Reproduction without pictures: print every entry precisely as written.

### [Task inputs]
-- Opening Marker --
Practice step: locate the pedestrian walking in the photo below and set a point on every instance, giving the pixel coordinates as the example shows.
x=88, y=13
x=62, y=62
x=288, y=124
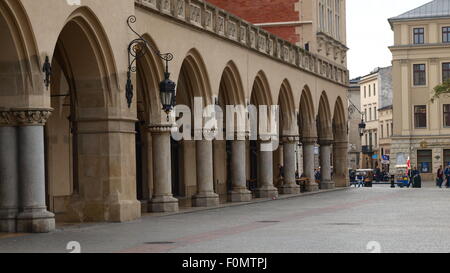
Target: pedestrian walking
x=440, y=177
x=447, y=175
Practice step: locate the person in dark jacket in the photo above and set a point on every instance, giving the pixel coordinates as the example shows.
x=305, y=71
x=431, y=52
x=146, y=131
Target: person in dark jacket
-- Closing Marker --
### [Task output]
Practice step: locate the pedestrian walking in the photo below and set a point on every instance, giving the pixel coordinates as the example shows.
x=88, y=13
x=62, y=62
x=288, y=124
Target: pedestrian walking
x=440, y=177
x=447, y=175
Practice step: locate the person in dark jacket in the photo above and set a point on every instance, giving the pixel coordinates as the example shows.
x=305, y=71
x=431, y=52
x=146, y=131
Target: person in dark jacket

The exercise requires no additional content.